### TRAVAIL DEMANDÉ:
Dans le texte, près de quel lieu des Tuileries des centaines de personnes déambulaient-elles les après-midis du weekend, s'il vous plaît ?
**** TEXTE ****
Papa était plus cultivé, il lisait l’arabe comme un vrai savant, maitrisait la poésie classique et avait même des rudiments de philosophie, Aristote, Platon. Mais dans un pays qui lui dénuait tout droit d’être cultivé en le rabaissant à son statut de « travailleur immigré algérien » qui « ne sait pas écrire correctement ».

Autant dire que malgré de bons résultats à l’école, je n’étais finalement qu’un gosse de prolo mal dégrossi. L’année où j’ai passé mon bac, nous n’étions de 3% de gosses de prolétaires à avoir le bac. J’ignore combien, parmi nous, avaient des parents immigrés…

Ce qui a bifurqué ma route, c’est mon homosexualité. En admettant ma sexualité à l’âge de 14 ans, en la rendant publique au collège puis au lycée, je me suis autonomisé, et j’ai alors compris que je devrais chercher les autres comme-moi. Ça a été les Tuileries où, à cette époque, particulièrement les weekend, nous étions des centaines à déambuler les après-midis près de l’Orangerie. À devenir amis et apprendre des codes. À nous aimer ensembles. Je suis persuadé que nous avons pu traverser les années SIDA solidaires parce que nous nous connaissions tous, ne serait-ce que de vue.
**** ENTRÉES FOURNIES ****
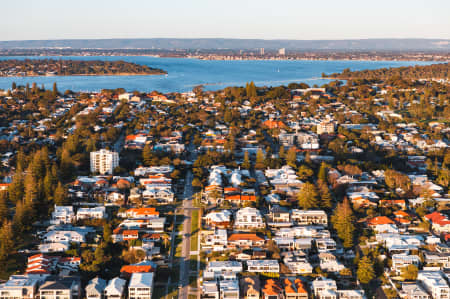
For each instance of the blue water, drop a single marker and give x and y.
(185, 73)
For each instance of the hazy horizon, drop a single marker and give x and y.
(242, 19)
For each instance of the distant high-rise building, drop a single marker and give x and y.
(104, 161)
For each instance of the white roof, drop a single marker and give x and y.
(115, 286)
(141, 280)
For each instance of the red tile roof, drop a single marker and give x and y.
(380, 220)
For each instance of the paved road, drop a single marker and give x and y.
(186, 243)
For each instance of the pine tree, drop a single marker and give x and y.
(66, 166)
(281, 152)
(107, 233)
(147, 155)
(246, 163)
(60, 196)
(259, 162)
(322, 175)
(22, 219)
(365, 270)
(55, 90)
(31, 188)
(308, 196)
(325, 195)
(343, 223)
(6, 240)
(291, 157)
(16, 189)
(4, 210)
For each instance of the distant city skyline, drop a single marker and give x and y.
(259, 19)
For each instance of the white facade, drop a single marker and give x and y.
(62, 215)
(435, 284)
(263, 266)
(115, 288)
(141, 286)
(249, 218)
(91, 213)
(104, 161)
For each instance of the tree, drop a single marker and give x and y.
(6, 240)
(4, 210)
(365, 270)
(304, 172)
(291, 157)
(197, 183)
(228, 116)
(325, 195)
(343, 223)
(16, 189)
(246, 163)
(147, 155)
(322, 175)
(166, 238)
(308, 196)
(107, 233)
(60, 196)
(55, 90)
(395, 179)
(281, 152)
(410, 272)
(259, 163)
(250, 90)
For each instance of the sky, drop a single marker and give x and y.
(260, 19)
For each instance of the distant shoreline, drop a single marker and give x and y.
(73, 75)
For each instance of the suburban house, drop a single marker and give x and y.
(401, 261)
(245, 240)
(434, 283)
(91, 213)
(248, 219)
(220, 219)
(141, 286)
(272, 290)
(229, 289)
(294, 289)
(115, 288)
(265, 266)
(19, 286)
(301, 217)
(210, 290)
(95, 288)
(64, 287)
(250, 287)
(62, 215)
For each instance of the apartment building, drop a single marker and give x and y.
(141, 286)
(309, 217)
(435, 283)
(104, 161)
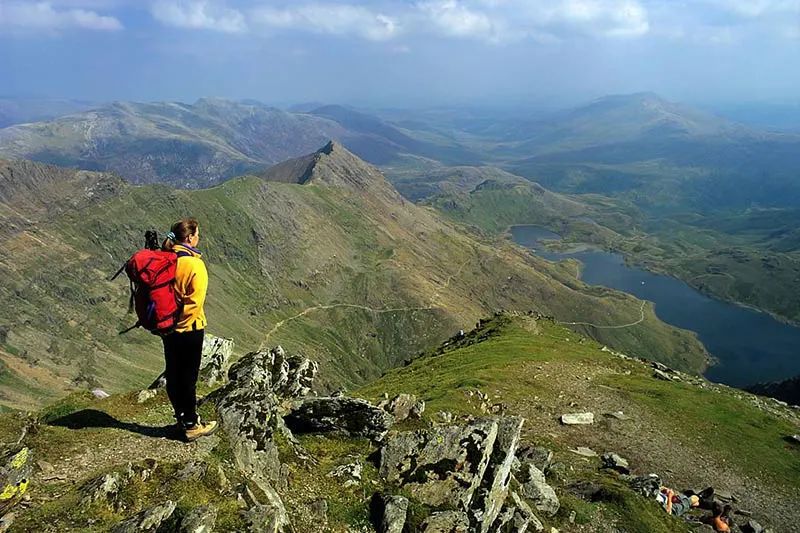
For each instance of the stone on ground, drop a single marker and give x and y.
(572, 419)
(351, 417)
(148, 520)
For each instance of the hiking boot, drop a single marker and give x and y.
(201, 429)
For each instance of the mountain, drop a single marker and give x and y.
(321, 255)
(476, 434)
(22, 110)
(200, 144)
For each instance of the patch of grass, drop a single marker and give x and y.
(735, 429)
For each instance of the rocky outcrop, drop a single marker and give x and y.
(536, 489)
(14, 477)
(441, 466)
(249, 409)
(215, 359)
(389, 513)
(403, 406)
(494, 488)
(148, 520)
(351, 417)
(446, 522)
(201, 519)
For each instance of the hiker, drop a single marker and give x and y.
(183, 346)
(676, 504)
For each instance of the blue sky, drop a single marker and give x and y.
(401, 52)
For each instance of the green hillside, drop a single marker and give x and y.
(342, 269)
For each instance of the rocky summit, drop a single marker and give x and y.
(414, 451)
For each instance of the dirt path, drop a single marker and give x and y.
(322, 307)
(621, 326)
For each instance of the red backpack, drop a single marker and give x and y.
(152, 277)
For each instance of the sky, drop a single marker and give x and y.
(401, 52)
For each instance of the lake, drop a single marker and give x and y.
(751, 346)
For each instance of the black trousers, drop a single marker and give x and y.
(182, 352)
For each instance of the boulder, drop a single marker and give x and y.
(249, 410)
(541, 457)
(577, 419)
(648, 486)
(535, 488)
(292, 376)
(524, 519)
(350, 473)
(148, 520)
(446, 522)
(200, 519)
(494, 488)
(613, 461)
(389, 513)
(145, 395)
(443, 465)
(215, 359)
(352, 417)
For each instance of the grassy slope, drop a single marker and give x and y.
(274, 251)
(694, 434)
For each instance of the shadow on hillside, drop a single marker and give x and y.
(92, 418)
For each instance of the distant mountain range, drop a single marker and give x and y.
(203, 143)
(320, 254)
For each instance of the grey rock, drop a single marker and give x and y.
(319, 509)
(145, 395)
(441, 466)
(577, 419)
(148, 520)
(583, 451)
(752, 527)
(613, 461)
(648, 486)
(446, 522)
(535, 488)
(200, 519)
(215, 359)
(400, 406)
(539, 456)
(352, 417)
(494, 488)
(390, 513)
(103, 488)
(264, 519)
(524, 518)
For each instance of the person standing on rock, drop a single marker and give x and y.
(183, 347)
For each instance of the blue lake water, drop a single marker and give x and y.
(751, 346)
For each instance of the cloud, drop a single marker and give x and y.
(333, 19)
(454, 19)
(199, 14)
(43, 16)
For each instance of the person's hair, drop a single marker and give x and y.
(182, 230)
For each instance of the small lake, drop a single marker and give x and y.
(751, 346)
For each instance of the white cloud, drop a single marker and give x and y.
(199, 14)
(454, 19)
(333, 19)
(43, 16)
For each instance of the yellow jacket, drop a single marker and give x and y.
(191, 284)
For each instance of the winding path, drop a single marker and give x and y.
(434, 297)
(641, 319)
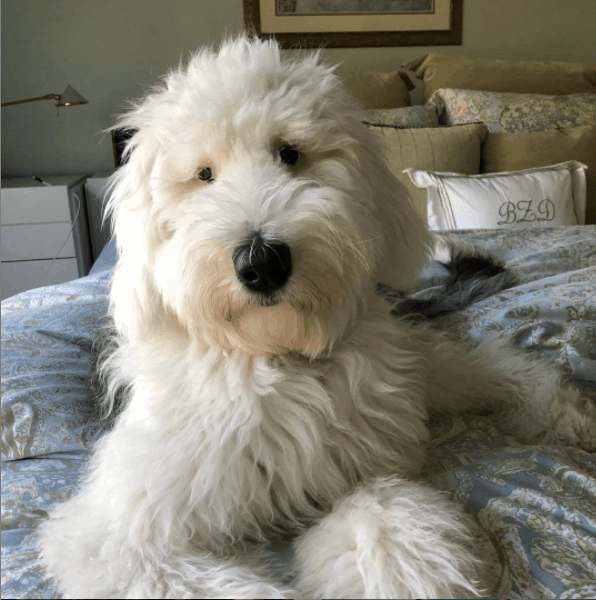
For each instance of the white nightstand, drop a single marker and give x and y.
(35, 222)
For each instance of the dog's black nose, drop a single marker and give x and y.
(263, 266)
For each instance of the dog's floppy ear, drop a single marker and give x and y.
(134, 302)
(406, 239)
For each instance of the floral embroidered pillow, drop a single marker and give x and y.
(512, 112)
(540, 197)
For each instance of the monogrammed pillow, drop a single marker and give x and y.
(540, 197)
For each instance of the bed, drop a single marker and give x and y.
(534, 506)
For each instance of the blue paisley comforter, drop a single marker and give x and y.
(534, 506)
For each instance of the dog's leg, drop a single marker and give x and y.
(535, 404)
(390, 539)
(92, 558)
(113, 541)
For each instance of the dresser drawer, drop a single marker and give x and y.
(20, 276)
(34, 205)
(28, 242)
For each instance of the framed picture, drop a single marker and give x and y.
(356, 23)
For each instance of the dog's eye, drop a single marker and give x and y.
(289, 156)
(206, 174)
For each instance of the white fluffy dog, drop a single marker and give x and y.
(270, 395)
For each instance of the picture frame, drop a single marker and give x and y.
(356, 23)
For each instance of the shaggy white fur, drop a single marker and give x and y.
(270, 393)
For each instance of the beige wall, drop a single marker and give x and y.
(111, 50)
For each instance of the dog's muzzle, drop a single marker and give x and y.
(263, 266)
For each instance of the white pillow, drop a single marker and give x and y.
(540, 197)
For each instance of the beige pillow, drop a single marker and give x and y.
(516, 151)
(453, 149)
(552, 78)
(377, 90)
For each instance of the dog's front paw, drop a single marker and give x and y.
(392, 539)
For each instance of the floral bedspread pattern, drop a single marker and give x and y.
(534, 507)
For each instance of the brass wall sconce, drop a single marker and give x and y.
(69, 97)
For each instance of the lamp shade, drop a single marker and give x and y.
(70, 97)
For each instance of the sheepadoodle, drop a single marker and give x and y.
(270, 395)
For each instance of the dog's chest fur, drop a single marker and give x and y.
(265, 445)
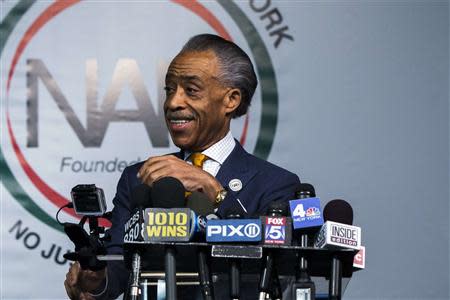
****
### CORRIGÉ:
Près de l'Orangerie.